Evoke ancient dreams













Sunday, April 23, 2017

Rejoys

Monday
Almost unnoticed, pines also begin annual renewals of leaves and cones.
  • A few days of much above average temperatures and a return to “normal” temperatures have transformed outdoors immensely.  Bushes are in full bloom or well on their way, yellow patches sparkle on newly verdant lawns and roadsides.  Birds are in full throat, even managing to occasionally drown out the leaf-blowers and lawn-mowers also just out of hibernation.  People smile, children jump about happily, and all the world is an optimistic place.
  • Some would wish to be nothing more than logic.  Cybernicists dream of pouring themselves into cold silicon and living forever as frozen circuits.  Spring days are a reminder that we are not mostly logic, but rather emotions and senses and memories and flesh and blood and none of that translates to transistors.  We should glory in being who we are, which is more than we can possibly imagine, in an infinite world still perfectly suited to our needs.
Tuesday
Early boat traffic is now constant, but most docks remain winter empty.
  • Robins are everywhere, hopping about the lawn, seeming to listen intently, pecking away.  Supposedly they search for worms, even in frozen ground when they arrive a bit too early.  That hardly explains their journey across vast asphalt driveways with the same rhythm.  So concentrated on their task that they often ignore people until someone is right on top of them.  A wonderful mark of returning spring, a certain sign that real winter has ended.
  • Once upon a time I would have tried to see if my conventional wisdoms are true.   What do robins really eat, where do they overwinter?  Now that my curiosity is aroused, I may even take a few seconds to look up the facts.  But lately my pleasure in noticing such things is not particularly enhanced by knowing more.  I am content to watch and enjoy and simply rejoice that there are still wild birds with mysteries (at least to me) in the world. 
Wednesday
Two confused ospreys, after their nest was cleared off a boat by the owner.
  • Biblically, this is the day the lord has made, ee cummings called it the sun’s birthday.
  • Each day is the present day, the feast day, the important day, and the only real day we experience.
Thursday
Hills change hue day by day, almost hour by hour, as sap rushes about frantically waking things up.
  • In conventional jargon,  spring in Huntington has reached a tipping point.  It is possible to imagine a late blizzard or freeze, but events like that are nearly in the category of imagining nuclear war.  Under normal circumstances _ another cliché _ flowers and leaves are so far advanced that there is no going back.
  • Only humans can even conceive of things like points, concepts like going forward or going back.  A “tipping point” is a convenience with no actual existence, like the imaginary square root of minus one (minus one itself being another such concept.)  The world just rolls on as it will, changing as it must, becoming whatever it will become, no matter what we think.
  • Of course we worry, especially at our own actions.  I am amazed there are still so many birds, still insects, that I can still breath the air.  Humans have ruined so much, and do so at an increasing pace, and it is all too easy to understand other concepts like a “silent spring.”
  • We are stuffed with concepts, and perhaps like statistics, too many concepts and facts dull us to specific instance.  A million birds dying somewhere does not affect us as much as one blue jay wounded by a cat in the back yard.   That intellectual gap, unfortunately, may be what destroys us and our civilization.

RECORD EXTRACTS —

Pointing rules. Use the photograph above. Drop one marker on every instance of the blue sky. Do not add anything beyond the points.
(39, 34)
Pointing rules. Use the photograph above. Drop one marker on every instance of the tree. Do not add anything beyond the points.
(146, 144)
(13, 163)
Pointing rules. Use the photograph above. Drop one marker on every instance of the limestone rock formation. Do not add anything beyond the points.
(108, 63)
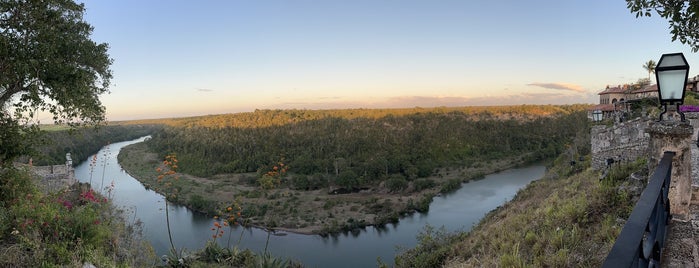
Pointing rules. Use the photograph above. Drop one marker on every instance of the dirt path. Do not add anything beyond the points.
(307, 212)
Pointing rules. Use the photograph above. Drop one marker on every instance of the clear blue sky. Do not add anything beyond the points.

TASK TO CARRY OUT —
Pick up the spring diary where it stops and keep it going past its last line.

ANSWER TO THE PROBLEM —
  • Then whatever comes next, if anything, can invent their own concepts and document the tipping point that drove us into our own extinction. 
Friday
Maple flowers adding to high sneezable pollen invisible in clear cool air.
  • Often maple trees have begun their stately progression to full foliage by late February.  After all, in much of New England the syrup season ends in mid-March, as the sap changes its nutrient levels to accommodate flowers and leaves.  By April, florets usually hang thickly on trees, providing a reddish or greenish tinge to the horizon and surprising those who examine nearby overhead branches closely.
  • Not this year.  Even mid-April, the twigs are mostly bare and brown.  There are a few indications of growth here and there, but it requires a close inspection to notice.  Trees are overwhelmed, for once, by the actions nearer the ground.  The surprising and varied patterns of seasonal cycles are one of the joys of having the leisure to appreciate them.  I admit that in my working days, I was usually more concerned with getting somewhere than with looking around where I was.  Today, I try to remember what I saw anew each day, and be constantly amazed at the wealth surrounding me.
Saturday
Busy robin munches away at something, or maybe just gathering for a nest.  It wouldn’t answer my questions.
“Hey Sophia!” yells Brandon, racing across the playground towards another ten-year-old on the jungle gym.  “Did you see that huge bird over us a minute ago?”
“Sure did.  What a monster.  I wonder what it was?”
“My mom says it’s an osprey _ it builds huge nests out of sticks and eats fish.”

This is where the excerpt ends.